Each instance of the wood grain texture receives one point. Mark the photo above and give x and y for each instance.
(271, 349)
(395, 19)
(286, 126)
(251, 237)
------------
A word-for-word copy of the data above is the goal, so set it all down again.

Each instance of the wood grain texture receives one point. Mark the photo above and give x and y for each instance.
(271, 349)
(395, 19)
(286, 126)
(251, 237)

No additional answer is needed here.